[[ Data for processing open ]]
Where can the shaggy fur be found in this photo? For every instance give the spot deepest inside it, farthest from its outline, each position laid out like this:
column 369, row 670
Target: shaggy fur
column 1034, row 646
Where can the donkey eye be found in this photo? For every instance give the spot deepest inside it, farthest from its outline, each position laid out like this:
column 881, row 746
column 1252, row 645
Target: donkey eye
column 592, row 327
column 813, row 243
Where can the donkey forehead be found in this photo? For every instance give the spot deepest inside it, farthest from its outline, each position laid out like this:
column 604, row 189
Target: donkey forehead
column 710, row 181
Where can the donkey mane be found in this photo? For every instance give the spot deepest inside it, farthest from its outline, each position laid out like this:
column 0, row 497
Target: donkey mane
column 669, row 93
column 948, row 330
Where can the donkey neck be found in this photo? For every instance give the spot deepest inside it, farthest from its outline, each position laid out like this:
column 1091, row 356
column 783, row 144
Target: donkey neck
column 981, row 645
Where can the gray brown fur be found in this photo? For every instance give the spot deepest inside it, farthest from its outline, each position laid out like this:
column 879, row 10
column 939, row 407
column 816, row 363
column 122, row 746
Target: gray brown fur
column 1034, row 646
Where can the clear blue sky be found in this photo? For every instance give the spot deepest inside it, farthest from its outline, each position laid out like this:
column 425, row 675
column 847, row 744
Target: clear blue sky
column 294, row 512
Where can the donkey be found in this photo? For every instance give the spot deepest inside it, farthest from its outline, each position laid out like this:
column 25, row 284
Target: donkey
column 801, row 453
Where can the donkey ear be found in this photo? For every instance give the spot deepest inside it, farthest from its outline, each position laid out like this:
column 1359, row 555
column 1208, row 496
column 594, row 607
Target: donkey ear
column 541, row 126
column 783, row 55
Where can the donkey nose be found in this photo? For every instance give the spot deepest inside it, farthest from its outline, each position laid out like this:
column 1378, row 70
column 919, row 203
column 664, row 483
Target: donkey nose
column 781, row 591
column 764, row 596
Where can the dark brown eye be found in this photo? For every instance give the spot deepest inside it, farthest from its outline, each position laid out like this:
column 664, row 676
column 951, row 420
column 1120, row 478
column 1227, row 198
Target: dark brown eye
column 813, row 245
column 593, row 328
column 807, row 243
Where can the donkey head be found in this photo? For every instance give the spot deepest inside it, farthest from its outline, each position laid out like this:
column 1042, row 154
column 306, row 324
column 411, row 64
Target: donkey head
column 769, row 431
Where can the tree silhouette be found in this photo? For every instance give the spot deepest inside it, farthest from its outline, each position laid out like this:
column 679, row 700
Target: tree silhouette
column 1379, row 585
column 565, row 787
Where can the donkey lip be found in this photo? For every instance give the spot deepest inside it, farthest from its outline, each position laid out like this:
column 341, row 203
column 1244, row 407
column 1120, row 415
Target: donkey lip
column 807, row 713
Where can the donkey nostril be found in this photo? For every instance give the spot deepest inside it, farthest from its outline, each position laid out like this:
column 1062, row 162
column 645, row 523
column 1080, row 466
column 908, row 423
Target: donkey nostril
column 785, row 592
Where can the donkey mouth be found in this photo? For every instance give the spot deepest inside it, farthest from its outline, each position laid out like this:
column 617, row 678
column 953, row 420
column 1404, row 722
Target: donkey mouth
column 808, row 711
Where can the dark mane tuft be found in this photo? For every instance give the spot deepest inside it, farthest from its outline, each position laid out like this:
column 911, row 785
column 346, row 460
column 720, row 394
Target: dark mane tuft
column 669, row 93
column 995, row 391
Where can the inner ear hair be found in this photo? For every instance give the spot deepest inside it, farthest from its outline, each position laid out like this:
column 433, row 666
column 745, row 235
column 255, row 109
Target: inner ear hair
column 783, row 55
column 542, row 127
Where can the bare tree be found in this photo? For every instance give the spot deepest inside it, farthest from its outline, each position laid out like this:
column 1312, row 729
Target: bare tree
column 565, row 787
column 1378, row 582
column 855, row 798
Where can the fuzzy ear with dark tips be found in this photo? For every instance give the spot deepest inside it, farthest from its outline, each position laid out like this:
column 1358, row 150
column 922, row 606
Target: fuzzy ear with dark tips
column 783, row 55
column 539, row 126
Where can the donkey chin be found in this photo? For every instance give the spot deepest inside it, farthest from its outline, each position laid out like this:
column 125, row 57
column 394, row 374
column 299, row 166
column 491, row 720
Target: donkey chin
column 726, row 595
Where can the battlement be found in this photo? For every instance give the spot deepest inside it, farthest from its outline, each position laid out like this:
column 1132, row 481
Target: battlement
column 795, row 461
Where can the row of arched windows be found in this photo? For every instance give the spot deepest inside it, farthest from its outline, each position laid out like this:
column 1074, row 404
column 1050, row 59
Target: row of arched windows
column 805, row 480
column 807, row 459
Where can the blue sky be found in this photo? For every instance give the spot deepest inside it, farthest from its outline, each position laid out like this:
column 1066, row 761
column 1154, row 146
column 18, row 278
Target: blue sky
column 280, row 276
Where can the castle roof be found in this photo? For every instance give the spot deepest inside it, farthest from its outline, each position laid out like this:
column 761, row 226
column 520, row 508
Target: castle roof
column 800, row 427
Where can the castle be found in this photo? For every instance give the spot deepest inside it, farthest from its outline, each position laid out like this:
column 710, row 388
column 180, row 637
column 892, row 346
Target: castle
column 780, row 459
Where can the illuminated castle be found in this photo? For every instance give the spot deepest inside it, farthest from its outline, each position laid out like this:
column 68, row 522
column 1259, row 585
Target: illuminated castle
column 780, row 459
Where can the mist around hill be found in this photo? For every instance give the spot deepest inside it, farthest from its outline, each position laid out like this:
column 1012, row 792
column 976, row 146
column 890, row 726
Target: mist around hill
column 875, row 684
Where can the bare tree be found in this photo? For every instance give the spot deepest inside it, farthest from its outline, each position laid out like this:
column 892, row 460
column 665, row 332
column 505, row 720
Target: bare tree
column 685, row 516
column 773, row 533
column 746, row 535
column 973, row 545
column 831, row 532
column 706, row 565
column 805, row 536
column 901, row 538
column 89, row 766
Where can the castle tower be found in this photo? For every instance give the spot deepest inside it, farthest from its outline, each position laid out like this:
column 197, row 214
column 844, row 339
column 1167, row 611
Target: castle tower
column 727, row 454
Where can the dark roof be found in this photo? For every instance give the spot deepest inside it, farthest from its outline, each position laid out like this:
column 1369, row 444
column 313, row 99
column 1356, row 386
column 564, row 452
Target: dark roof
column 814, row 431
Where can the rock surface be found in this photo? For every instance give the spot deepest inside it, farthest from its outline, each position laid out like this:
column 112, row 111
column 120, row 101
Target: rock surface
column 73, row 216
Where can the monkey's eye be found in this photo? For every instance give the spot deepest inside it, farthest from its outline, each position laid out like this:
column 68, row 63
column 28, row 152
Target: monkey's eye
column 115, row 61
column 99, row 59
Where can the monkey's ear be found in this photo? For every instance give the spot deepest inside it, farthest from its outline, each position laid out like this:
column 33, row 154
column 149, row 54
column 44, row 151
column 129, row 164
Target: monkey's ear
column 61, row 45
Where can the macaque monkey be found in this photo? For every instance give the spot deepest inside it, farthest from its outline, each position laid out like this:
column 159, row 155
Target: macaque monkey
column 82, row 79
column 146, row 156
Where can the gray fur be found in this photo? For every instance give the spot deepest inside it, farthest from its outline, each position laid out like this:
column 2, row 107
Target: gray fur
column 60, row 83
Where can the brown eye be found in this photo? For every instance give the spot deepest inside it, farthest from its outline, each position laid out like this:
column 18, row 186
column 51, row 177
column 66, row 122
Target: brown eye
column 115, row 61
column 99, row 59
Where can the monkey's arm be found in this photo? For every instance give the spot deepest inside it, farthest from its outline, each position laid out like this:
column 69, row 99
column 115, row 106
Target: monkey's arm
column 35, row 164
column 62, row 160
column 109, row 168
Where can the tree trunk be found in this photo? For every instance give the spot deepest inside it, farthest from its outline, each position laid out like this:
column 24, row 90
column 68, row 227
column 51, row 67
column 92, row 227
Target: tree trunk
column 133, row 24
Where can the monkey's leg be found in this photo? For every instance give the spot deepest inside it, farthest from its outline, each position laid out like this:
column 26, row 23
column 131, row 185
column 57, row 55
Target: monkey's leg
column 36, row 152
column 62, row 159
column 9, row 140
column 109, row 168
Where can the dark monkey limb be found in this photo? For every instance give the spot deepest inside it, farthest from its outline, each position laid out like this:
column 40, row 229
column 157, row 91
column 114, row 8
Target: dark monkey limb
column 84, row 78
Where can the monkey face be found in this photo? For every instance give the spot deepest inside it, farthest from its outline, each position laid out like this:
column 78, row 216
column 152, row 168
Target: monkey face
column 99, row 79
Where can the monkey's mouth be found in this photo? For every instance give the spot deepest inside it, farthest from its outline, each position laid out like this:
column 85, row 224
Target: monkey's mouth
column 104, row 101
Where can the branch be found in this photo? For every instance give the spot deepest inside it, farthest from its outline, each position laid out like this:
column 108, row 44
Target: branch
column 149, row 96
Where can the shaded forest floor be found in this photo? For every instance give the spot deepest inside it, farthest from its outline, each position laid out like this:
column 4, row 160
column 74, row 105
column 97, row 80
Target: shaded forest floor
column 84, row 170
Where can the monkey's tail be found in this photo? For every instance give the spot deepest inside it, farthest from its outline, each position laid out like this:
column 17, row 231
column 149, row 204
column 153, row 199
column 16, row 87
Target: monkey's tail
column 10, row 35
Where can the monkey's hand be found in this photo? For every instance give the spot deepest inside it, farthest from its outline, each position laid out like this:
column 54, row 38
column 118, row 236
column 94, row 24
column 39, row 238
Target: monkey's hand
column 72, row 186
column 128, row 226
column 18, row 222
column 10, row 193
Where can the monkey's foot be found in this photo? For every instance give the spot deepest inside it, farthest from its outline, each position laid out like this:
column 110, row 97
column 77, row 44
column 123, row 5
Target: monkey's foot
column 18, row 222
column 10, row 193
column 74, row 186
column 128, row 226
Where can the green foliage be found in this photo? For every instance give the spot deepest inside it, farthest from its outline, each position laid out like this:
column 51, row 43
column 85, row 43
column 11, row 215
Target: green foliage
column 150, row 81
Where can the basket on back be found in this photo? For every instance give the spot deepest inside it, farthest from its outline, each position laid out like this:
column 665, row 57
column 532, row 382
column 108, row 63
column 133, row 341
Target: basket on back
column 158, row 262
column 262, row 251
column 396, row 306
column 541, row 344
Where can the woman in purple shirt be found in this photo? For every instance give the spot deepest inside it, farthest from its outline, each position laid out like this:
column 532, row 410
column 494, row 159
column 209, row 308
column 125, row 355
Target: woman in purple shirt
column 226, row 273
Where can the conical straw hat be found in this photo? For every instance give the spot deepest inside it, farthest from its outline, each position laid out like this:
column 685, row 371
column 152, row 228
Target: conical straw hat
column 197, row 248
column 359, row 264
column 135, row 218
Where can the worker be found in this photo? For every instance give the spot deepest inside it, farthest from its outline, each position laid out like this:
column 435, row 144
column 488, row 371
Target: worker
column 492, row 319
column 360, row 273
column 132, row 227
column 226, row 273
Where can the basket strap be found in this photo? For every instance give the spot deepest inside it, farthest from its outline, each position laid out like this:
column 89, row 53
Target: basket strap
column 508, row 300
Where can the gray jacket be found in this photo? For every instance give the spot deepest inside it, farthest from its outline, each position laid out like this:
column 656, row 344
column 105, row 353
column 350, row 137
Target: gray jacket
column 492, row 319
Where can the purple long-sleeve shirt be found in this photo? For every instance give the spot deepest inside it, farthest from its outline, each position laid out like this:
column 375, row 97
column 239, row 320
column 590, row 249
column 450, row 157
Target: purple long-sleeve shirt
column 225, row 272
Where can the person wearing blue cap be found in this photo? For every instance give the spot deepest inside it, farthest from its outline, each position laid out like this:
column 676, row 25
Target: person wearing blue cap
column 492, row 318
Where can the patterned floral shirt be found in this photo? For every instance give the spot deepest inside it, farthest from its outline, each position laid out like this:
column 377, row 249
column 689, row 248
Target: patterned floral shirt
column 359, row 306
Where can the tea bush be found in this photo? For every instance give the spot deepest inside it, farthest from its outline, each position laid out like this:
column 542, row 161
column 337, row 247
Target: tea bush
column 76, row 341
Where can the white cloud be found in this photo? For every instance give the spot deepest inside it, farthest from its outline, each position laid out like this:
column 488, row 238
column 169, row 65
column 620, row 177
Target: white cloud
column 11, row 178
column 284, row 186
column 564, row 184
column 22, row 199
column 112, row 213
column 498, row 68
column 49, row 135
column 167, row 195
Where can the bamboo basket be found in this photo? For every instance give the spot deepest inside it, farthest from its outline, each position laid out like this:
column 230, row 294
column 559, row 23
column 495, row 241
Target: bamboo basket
[[ Data for processing closed ]]
_What the exercise asks_. If a line in the records contains the word "bamboo", copy it.

_Finished exercise_.
Where can the bamboo basket be found in this photo? For every instance give the spot deepest inside it, farthest from its outline, each position laid out like this:
Target: bamboo basket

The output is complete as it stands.